#### RECORD SET:
━━━━━━━━━━━━━━━━━━━━
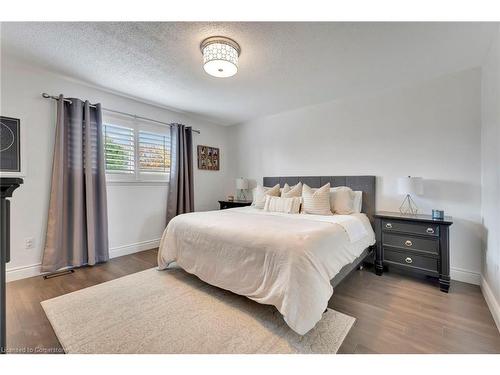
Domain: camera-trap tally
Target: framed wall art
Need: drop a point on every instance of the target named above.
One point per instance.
(208, 158)
(10, 145)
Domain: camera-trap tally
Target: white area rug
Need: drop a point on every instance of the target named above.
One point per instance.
(174, 312)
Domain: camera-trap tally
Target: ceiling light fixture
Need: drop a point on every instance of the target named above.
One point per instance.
(220, 56)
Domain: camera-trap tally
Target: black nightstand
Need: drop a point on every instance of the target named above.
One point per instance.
(415, 243)
(233, 204)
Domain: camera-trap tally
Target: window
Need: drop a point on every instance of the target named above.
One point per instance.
(154, 152)
(119, 149)
(136, 150)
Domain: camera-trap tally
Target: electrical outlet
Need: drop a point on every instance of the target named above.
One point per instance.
(28, 243)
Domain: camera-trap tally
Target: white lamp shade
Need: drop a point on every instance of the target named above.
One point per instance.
(241, 183)
(410, 185)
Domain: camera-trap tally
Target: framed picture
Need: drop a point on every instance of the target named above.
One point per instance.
(208, 158)
(10, 145)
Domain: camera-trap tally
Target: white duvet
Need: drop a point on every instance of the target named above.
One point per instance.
(277, 259)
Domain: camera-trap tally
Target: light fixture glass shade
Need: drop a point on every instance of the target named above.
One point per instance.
(220, 56)
(410, 185)
(241, 183)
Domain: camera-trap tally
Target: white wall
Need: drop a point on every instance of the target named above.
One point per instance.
(136, 212)
(491, 177)
(430, 130)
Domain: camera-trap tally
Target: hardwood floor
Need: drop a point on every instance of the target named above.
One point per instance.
(394, 313)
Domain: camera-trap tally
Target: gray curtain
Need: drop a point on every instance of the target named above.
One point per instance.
(77, 228)
(180, 191)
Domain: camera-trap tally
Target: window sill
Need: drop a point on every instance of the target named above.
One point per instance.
(136, 183)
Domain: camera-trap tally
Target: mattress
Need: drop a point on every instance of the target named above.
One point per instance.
(278, 259)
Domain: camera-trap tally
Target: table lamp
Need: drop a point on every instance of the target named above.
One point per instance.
(241, 186)
(410, 186)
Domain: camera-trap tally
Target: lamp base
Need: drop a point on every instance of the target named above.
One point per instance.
(408, 207)
(241, 196)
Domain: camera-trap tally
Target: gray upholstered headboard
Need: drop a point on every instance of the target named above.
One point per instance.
(366, 184)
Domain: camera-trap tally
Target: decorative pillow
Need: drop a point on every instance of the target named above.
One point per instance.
(342, 200)
(290, 192)
(316, 202)
(285, 205)
(357, 204)
(259, 197)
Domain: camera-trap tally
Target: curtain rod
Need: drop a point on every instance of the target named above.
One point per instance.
(47, 96)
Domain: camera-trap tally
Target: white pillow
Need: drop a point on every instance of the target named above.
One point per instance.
(259, 195)
(316, 202)
(290, 192)
(286, 205)
(342, 200)
(357, 204)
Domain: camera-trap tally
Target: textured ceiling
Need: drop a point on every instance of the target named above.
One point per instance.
(282, 65)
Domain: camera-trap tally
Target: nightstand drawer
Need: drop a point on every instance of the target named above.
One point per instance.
(405, 241)
(411, 260)
(427, 229)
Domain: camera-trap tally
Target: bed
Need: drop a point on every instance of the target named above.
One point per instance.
(289, 261)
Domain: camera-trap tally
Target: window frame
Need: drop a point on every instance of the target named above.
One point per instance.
(137, 177)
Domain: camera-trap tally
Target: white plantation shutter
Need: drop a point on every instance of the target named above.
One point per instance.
(154, 152)
(119, 149)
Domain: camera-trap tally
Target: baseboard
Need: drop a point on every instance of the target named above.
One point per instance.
(465, 276)
(119, 251)
(23, 272)
(491, 301)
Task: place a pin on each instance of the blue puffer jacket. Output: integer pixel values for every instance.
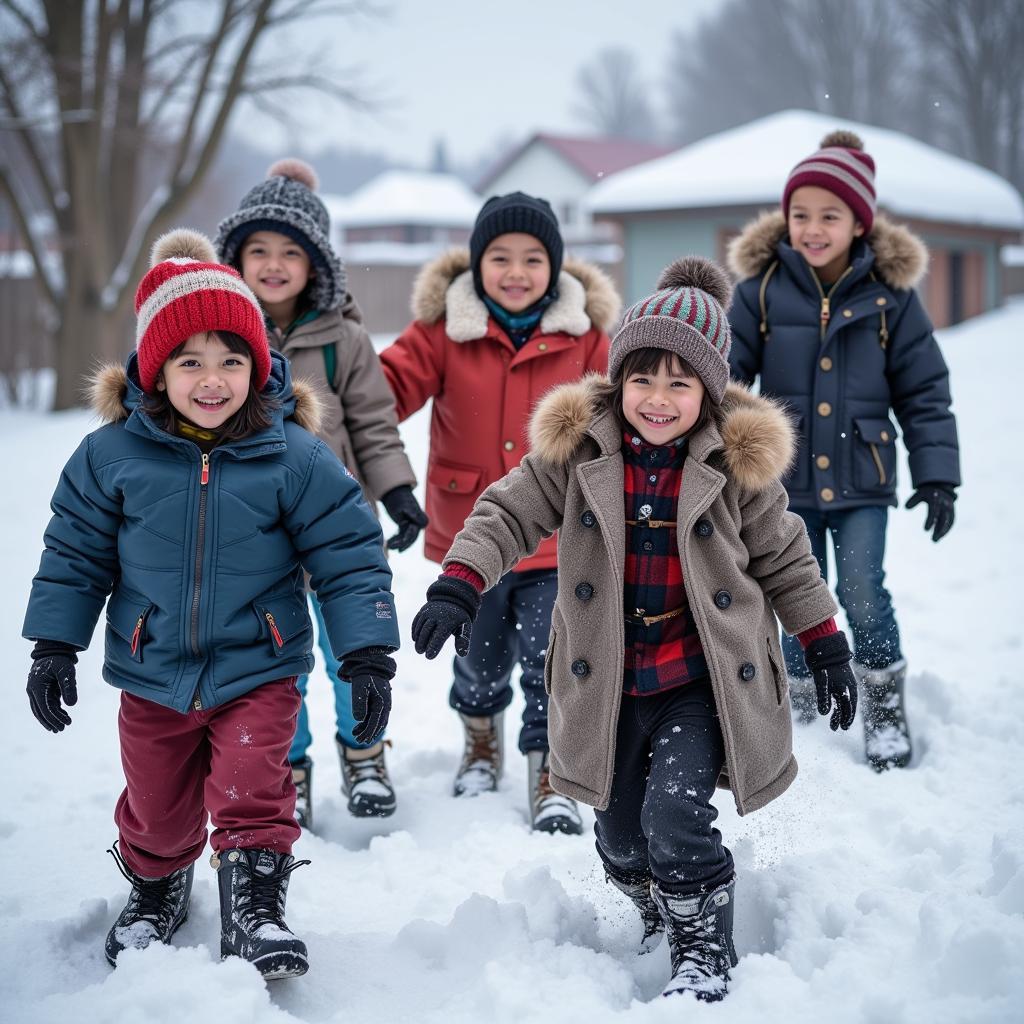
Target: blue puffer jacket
(207, 595)
(840, 378)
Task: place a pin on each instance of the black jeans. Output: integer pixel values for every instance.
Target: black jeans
(512, 626)
(669, 754)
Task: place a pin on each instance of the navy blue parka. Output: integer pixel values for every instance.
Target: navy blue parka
(841, 378)
(205, 581)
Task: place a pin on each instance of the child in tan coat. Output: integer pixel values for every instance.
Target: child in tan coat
(676, 554)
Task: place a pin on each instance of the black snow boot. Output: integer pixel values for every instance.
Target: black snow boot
(302, 776)
(253, 887)
(483, 756)
(700, 940)
(156, 908)
(549, 811)
(637, 887)
(887, 736)
(365, 780)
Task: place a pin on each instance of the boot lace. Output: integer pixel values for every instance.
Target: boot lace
(151, 899)
(262, 896)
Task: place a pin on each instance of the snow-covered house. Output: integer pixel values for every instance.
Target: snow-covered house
(695, 199)
(563, 169)
(386, 229)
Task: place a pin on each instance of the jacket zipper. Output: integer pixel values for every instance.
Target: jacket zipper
(197, 589)
(273, 630)
(826, 299)
(136, 633)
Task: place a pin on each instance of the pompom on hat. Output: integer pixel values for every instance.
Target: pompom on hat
(843, 168)
(685, 315)
(187, 292)
(287, 203)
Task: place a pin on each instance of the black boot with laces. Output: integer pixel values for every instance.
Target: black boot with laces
(700, 940)
(253, 888)
(156, 908)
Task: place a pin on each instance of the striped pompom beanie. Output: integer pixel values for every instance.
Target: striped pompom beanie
(843, 168)
(685, 315)
(187, 292)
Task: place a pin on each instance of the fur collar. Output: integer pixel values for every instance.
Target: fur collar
(444, 289)
(754, 433)
(108, 389)
(900, 256)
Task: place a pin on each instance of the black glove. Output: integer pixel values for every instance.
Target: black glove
(50, 680)
(451, 610)
(940, 498)
(370, 671)
(407, 515)
(828, 657)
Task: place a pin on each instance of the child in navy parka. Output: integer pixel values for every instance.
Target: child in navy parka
(193, 514)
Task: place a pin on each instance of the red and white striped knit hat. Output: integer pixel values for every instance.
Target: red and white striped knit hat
(187, 292)
(843, 168)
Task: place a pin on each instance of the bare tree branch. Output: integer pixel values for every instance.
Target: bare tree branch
(50, 291)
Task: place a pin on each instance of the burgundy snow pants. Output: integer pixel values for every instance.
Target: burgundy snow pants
(229, 762)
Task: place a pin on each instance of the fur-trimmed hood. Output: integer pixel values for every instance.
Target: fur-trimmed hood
(900, 256)
(443, 288)
(114, 393)
(754, 433)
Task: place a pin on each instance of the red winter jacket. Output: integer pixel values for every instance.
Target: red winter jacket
(483, 389)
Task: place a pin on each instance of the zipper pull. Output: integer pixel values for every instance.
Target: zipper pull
(273, 630)
(135, 635)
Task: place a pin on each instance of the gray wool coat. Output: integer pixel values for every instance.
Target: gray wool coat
(736, 538)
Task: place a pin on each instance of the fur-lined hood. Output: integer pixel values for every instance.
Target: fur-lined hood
(114, 393)
(754, 433)
(443, 289)
(900, 256)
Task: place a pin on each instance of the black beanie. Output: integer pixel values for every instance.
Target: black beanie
━━━━━━━━━━━━━━━━━━━━
#### YOUR OBJECTIVE:
Add 19 to each number in the point coordinates from the line containing "Task: place a pin on each instance of the gray" through the last line, both ends included. Write all of those lines out again, requests included.

#### ANSWER:
Task: place a pin on each instance of the gray wool coat. Output: integer pixel values for every instance.
Target: gray wool coat
(755, 557)
Task: place a pin on each instance of the fur-lined hood. Output: integer pixel values for every instance.
Target: fur-lined hood
(133, 412)
(773, 452)
(462, 308)
(919, 275)
Task: place a pin on each instance of the black beanie. Output: integer pixel values for every instance.
Target: black beanie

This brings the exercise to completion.